__Listed entries__
== == ==

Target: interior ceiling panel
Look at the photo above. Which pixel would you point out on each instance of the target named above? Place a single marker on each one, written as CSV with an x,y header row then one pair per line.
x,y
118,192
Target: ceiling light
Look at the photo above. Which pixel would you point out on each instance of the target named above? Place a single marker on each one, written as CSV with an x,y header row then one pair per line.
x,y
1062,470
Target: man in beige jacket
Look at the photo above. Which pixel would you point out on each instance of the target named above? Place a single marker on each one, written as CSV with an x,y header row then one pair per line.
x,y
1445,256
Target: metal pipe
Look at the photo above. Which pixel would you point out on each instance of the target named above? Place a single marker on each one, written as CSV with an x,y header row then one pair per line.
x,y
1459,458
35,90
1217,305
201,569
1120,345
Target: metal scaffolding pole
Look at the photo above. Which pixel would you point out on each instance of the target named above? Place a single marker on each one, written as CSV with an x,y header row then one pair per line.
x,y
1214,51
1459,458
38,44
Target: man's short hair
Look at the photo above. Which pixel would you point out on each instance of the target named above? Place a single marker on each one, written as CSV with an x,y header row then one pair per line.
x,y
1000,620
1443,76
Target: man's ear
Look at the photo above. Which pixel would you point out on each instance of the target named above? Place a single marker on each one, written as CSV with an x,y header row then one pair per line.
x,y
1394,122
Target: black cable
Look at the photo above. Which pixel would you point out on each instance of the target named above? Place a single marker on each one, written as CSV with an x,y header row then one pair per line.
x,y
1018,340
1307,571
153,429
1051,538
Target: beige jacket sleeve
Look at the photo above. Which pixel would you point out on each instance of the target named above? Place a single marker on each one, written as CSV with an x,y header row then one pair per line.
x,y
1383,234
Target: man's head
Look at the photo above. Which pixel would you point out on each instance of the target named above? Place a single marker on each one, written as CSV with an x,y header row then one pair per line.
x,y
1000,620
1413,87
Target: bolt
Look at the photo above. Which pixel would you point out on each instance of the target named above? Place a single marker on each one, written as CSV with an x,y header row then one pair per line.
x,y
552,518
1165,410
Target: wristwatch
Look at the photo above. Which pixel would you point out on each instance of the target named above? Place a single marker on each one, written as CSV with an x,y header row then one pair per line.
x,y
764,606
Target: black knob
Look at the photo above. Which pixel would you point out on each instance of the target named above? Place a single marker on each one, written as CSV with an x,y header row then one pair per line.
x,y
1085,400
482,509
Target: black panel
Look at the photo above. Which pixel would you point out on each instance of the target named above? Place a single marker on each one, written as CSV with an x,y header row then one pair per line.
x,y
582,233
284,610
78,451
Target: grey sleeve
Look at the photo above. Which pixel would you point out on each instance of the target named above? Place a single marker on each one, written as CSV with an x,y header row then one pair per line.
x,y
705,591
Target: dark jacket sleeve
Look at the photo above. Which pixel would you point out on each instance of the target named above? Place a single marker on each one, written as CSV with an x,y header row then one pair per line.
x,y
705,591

== == ==

__Given instruction__
Using the data above, repeat every line exactly.

__Solution to this exercise__
Target: interior ceiling panel
Look at the photo above. Which pixel would you point out on each instance of the target named above? Place a single marker on each one, written as CSV with an x,y header row then one pair per line.
x,y
118,192
Target: ceiling light
Look at the photo above. Which pixel would you point out on each instance of the target named above? Place a single marker on each one, written as CSV with an x,y header row then one pair per line.
x,y
1062,470
Target: man in beige jacket
Look at the photo above. Which pixel would you point out on each instance of the target named above? Place a single marker on each one, written as CSV with an x,y header row then one pair per line.
x,y
1445,256
Target: metal pipe
Look at the photo above. Which pixel would you point out on each instance of the target named above? Place a single marker on each one, written as CSV with an x,y header row then one pair per line.
x,y
1459,458
35,90
1217,305
201,569
1120,345
Target: metal scaffolding pole
Look at the photo above. Which pixel would you point out on each instance of the target named above? Place a single marker on each one, written as CSV with an x,y header row then one pair per line.
x,y
1214,51
1459,458
38,44
Target: man's short hair
Look at the photo above. Which pixel would you point out on each instance of the target named above? Place a single marker on each one, written as CSV with an x,y header row then one pair per line.
x,y
1000,620
1443,76
Target: man's ear
Look at the photo above. Which pixel would you point out on each instance of the target named above? Place a single marker on each one, written as CSV with an x,y header row then one pair per line.
x,y
1394,122
Target: black cable
Look at the photo above. Which pixel would you point out on each instance of the target named above? Place a single marker on each one, written as CSV with an x,y header row then one pair per line.
x,y
1018,340
1307,571
153,429
1051,538
Target: beige jacket sleeve
Look at the photo above. Which pixel would you point out on each instance of the target named above? Place a single marker on each one, written as CSV with an x,y header row then one pair per line.
x,y
1383,234
Target: man's head
Look at the photo above. Which pixel would you point out on each instance of the target named above? Place a single marker on each one, written as CSV with an x,y header row then one pair per line.
x,y
1000,620
1413,87
Target: bolt
Look at the photo above. Which pixel would you point out on each instance of the target named above? Place a single marker on each one, written as CSV with an x,y header row then one pair per line.
x,y
552,518
1165,410
Target: wristwatch
Look at the photo above. Which pixel would you point out on each instance of the target named above? Place a single marker on each one, written as CSV with an x,y header row then one pair per line.
x,y
764,606
Target: black knob
Look at the photo above. Which pixel would you point out on each instance of the target named above? Place a single marker on each one, written as CSV with an x,y header row then one pair per line.
x,y
1085,400
482,509
Target: black panel
Look at the photo above. Which pixel would you point out on each instance of the target named above? Place a single marker on each one, written as CSV with an x,y header row then one pair per line.
x,y
582,233
284,610
78,451
Target: grey sleeve
Look at the photo above. Which pixel would you point out on each instance of the target named above? Place a single marker on each one, written as CSV with an x,y header row then one pair per line.
x,y
705,591
Target: dark jacket sleeve
Look at the photo above. Which pixel would you point out on each instance of the target named above? Place a single marker on each one, written as CSV with an x,y header row then one pair per line.
x,y
705,591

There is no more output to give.